### Challenge
Rewrite the listing below with every "innermost" changed to "central" and nothing else altered.
───── Entries ─────
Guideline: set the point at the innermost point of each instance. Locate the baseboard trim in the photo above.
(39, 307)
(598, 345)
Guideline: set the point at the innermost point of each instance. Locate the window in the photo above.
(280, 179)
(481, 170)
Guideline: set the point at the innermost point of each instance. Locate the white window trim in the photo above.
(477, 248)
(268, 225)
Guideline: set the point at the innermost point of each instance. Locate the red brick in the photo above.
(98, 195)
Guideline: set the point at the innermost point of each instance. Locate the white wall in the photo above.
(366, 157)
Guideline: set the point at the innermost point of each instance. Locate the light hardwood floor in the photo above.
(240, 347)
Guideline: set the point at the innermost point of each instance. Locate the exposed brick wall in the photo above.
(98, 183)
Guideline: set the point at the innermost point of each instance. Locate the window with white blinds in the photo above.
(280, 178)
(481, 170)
─────
### Result
Guideline: set the point at the central point of each instance. Locate the baseboard trim in the photo above.
(39, 307)
(598, 345)
Guideline: set the point at the central point of each instance. Locate the window in the photo above.
(280, 179)
(481, 170)
Guideline: set the point at the central point of each instance. Locate the white window trim in the photo above.
(477, 248)
(268, 225)
Guideline: set the point at the central point of each instance. Locate the red brick in the photo above.
(98, 195)
Guideline: set the point at the central point of each instance. Locate the white wall in the photo above.
(366, 157)
Guideline: set the point at the central point of each instance. Locate the light hardwood floor in the photo above.
(240, 347)
Guideline: set the point at the central point of each instance. Locate the exposed brick wall in the photo above.
(98, 183)
Guideline: set the point at the central point of each instance. Locate the window with white blinds in the photo above.
(280, 178)
(481, 170)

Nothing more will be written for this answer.